TRECHO FORNECIDO →
+===+
Estado Hiperglicêmico Hiperosmolar (EHH)
É outra emergência hiperglicêmica grave, mais comum em idosos com DM2, caracterizada por hiperglicemia extrema, hiperosmolaridade e desidratação profunda, com pouca ou nenhuma cetose/acidose significativa.
- Caracterizado por: alteração do nível de consciência (distúrbio neurológico), hiperglicemia acentuada, hiperosmolaridade plasmática elevada, desidratação profunda e cetose mínima ou ausente.
- Quadro clínico: poliúria, polidipsia, polifagia (podem estar ausentes ou diminuídos em fases tardias), perda de peso, fraqueza extrema, alterações neurológicas (sonolência, confusão, coma, convulsões), sinais de desidratação severa (perda do turgor da pele, mucosas secas, hipotensão, taquicardia). Respiração de Kussmaul é incomum, pois a acidose é mínima.
- Fatores precipitantes: infecções (principalmente pneumonia e infecção urinária), uso inadequado de insulina ou hipoglicemiantes orais, doenças agudas (ex: infarto do miocárdio, AVC, pancreatite), certos fármacos (ex: diuréticos, corticoides, fenitoína), uso abusivo de álcool, hemorragia, queimaduras, hipotermia, anestesia.
Achados Laboratoriais no EHH
- Hiperglicemia: acentuada, frequentemente > 600 mg/dL.
- Osmolalidade sérica efetiva elevada: tipicamente > 320 mOsm/kg.
- Acidemia mínima ou ausente: pH sanguíneo arterial > 7,30 e bicarbonato plasmático > 18 mmol/L.
- Cetonemia mínima (traços) e cetonúria discreta ou ausente.
- Alterações neurológicas são comuns e sua gravidade geralmente se correlaciona com o grau de hiperosmolaridade.
- Elevação da ureia e creatinina (lesão pré-renal).
+===+
VERIFIQUE SUA COMPREENSÃO →
1) Responda com base no trecho sobre o EHH:
(a) Em que grupo de pacientes o EHH é mais comum?
(b) Qual é o valor típico da osmolalidade sérica efetiva nesse quadro?
(c) Por que a respiração de Kussmaul é incomum no EHH?
2) Transcreva sem alterações a parte do trecho sobre o EHH que começa com as palavras "- Osmolalidade sérica" e termina com "plasmático > 18 mmol/L.".

INFORMAÇÕES FORNECIDAS →
+===+
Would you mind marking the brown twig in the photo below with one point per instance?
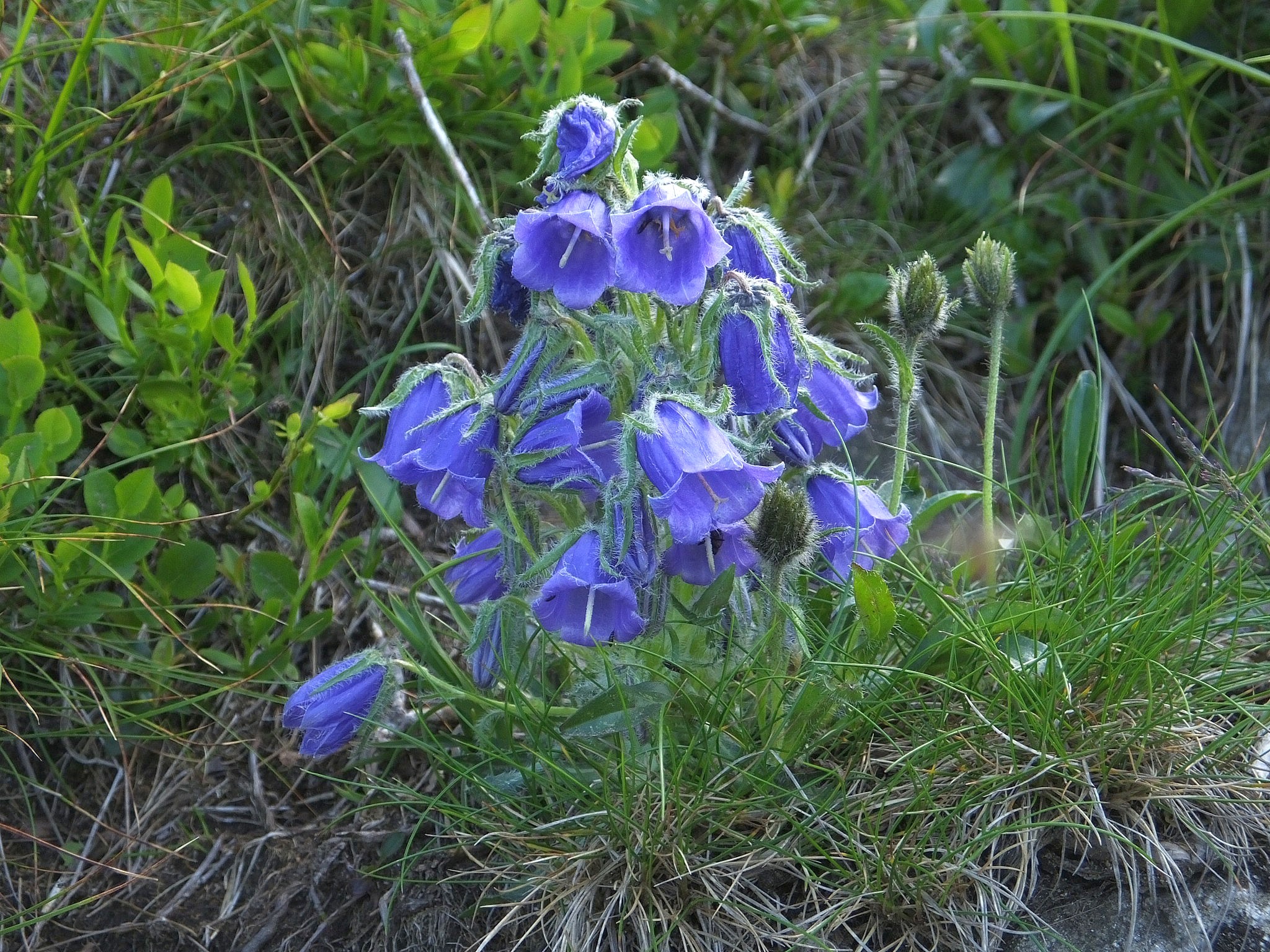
(685, 86)
(435, 125)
+===+
RESPOSTAS DO EXERCÍCIO →
1)
(a) Em idosos com DM2.
(b) Tipicamente acima de 320 mOsm/kg.
(c) Porque a acidose é mínima.

2)
- Osmolalidade sérica efetiva elevada: tipicamente > 320 mOsm/kg.
- Acidemia mínima ou ausente: pH sanguíneo arterial > 7,30 e bicarbonato plasmático > 18 mmol/L.